Given problem A ▸ In the excerpt on CDDL literal syntax, which errata report proposes handling byte strings notated as text separately from those notated in base16 or base64?

Quoted text ▸
— Begin —

A registry could be provided to make this name space a genuine
extension point.
(This is currently the production bsqual
in Appendix B of [RFC8610].)¶
The syntax provided in [I-D.bormann-cbor-edn-literals] does not enable the use of CDDL types -- it has the same flaw that is being fixed for tag numbers in Section 2.1.¶
A number of errata reports have been made around some details of text string and byte string literal syntax: [Err6527] and [Err6543]. These need to be addressed by re-examining the details of these literal syntaxes. Also, [Err6526] needs to be applied (missing backslashes in text explaining backslash escaping).¶
The ABNF used in [RFC8610] for the content of text string literals is rather permissive:¶
text = %x22 *SCHAR %x22 SCHAR = %x20-21 / %x23-5B / %x5D-7E / %x80-10FFFD / SESC SESC = "\" (%x20-7E / %x80-10FFFD)¶
This allows almost any non-C0 character to be escaped by a backslash,
but critically misses out on the \uXXXX
and \uHHHH\uLLLL
forms
that JSON allows to specify characters in hex. Both can be solved by
updating the SESC production to:¶
SESC = "\" ( %x22 / "/" / "\" / ; \" \/ \\ %x62 / %x66 / %x6E / %x72 / %x74 / ; \b \f \n \r \t (%x75 hexchar) ) ; \u hexchar = non-surrogate / (high-surrogate "\" %x75 low-surrogate) non-surrogate = ((DIGIT / "A"/"B"/"C" / "E"/"F") 3HEXDIG) / ("D" %x30-37 2HEXDIG ) high-surrogate = "D" ("8"/"9"/"A"/"B") 2HEXDIG low-surrogate = "D" ("C"/"D"/"E"/"F") 2HEXDIG¶
Now that SESC is more restrictively formulated, this also requires an update to the BCHAR production used in the ABNF syntax for byte string literals:¶
bytes = [bsqual] %x27 *BCHAR %x27 BCHAR = %x20-26 / %x28-5B / %x5D-10FFFD / SESC / CRLF bsqual = "h" / "b64"¶
The updated version explicit allows \'
, which is no longer allowed
in the updated SESC:¶
BCHAR = %x20-26 / %x28-5B / %x5D-10FFFD / SESC / "\'" / CRLF¶
The ABNF used in [RFC8610] for the content of byte string literals lumps together byte strings notated as text with byte strings notated in base16 (hex) or base64 (but see also updated BCHAR production above):¶
bytes = [bsqual] %x27 *BCHAR %x27 BCHAR = %x20-26 / %x28-5B / %x5D-10FFFD / SESC / CRLF¶
Errata report 6543 proposes to handle the two cases in separate productions (where, with an updated SESC, BCHAR obviously needs to be updated as above):¶
bytes = %x27 *BCHAR %x27 / bsqual %x27 *QCHAR %x27 BCHAR = %x20-26 / %x28-5B / %x5D-10FFFD / SESC / CRLF QCHAR = DIGIT / ALPHA / "+" / "/" / "-" / "_" / "=" / WS¶
This potentially causes a subtle change, which is hidden in the WS production:¶
WS = SP / NL SP = %x20 NL = COMMENT / CRLF COMMENT = ";" *PCHAR CRLF PCHAR = %x20-7E / %x80-10FFFD CRLF = %x0A / %x0D.0A¶
This allows any non-C0 character in a comment, so this fragment becomes possible:¶
foo = h' 43424F52 ; 'CBOR' 0A ; LF, but don't use CR! '¶
The current text is not unambiguously saying whether the three apostrophes
need to be escaped with a \
or not, as in:¶
foo = h' 43424F52 ; \'CBOR\' 0A ; LF, but don\'t use CR! '¶
... which would be supported by the existing ABNF in [RFC8610].¶
The basic (implicit) processing model for CDDL 1.0 applies a CDDL data model to a data item and returns a Boolean that indicates whether the data item matches that model ("validation").¶
Section 4 of [RFC9165] extends this model with named "features". A validation can indicate which features were used. Validation could also be parameterized with information about what features are allowed to be used, enabling variants (see Section 4 of [RFC9165] and [useful] for examples).¶
The cddl
tool (Appendix F of [RFC8610]) also supports experimental
forms of "annotating" a validated data item with information about
which rules were used to support validation, currently entirely based on the
information that is in a standard CDDL 1.0 data model.

— End —

Listed entries ▸
— Begin —

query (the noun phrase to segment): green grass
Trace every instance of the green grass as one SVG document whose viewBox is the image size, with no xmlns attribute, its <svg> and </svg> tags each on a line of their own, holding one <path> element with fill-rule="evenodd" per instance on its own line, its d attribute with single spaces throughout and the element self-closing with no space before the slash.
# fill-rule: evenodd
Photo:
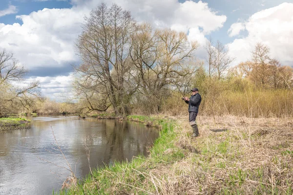
<svg viewBox="0 0 293 195">
<path fill-rule="evenodd" d="M 111 165 L 98 168 L 76 188 L 66 192 L 67 194 L 109 195 L 114 192 L 119 194 L 117 191 L 121 193 L 146 194 L 147 191 L 151 190 L 146 189 L 146 186 L 154 188 L 152 191 L 155 191 L 151 185 L 146 185 L 151 182 L 148 178 L 148 170 L 157 166 L 171 164 L 184 157 L 184 151 L 174 145 L 174 121 L 134 115 L 128 116 L 127 119 L 145 123 L 151 122 L 160 127 L 160 136 L 150 149 L 149 156 L 139 156 L 130 162 L 115 162 Z M 167 149 L 172 152 L 165 153 Z M 64 193 L 64 191 L 60 192 L 61 194 Z"/>
<path fill-rule="evenodd" d="M 0 118 L 0 131 L 15 129 L 29 122 L 29 120 L 23 118 Z"/>
</svg>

— End —

Given problem B ▸ Pull out every line of the records that contains the word "noun".

Exercise output A ▸ Errata report 6543.

Exercise output B ▸
query (the noun phrase to segment): green grass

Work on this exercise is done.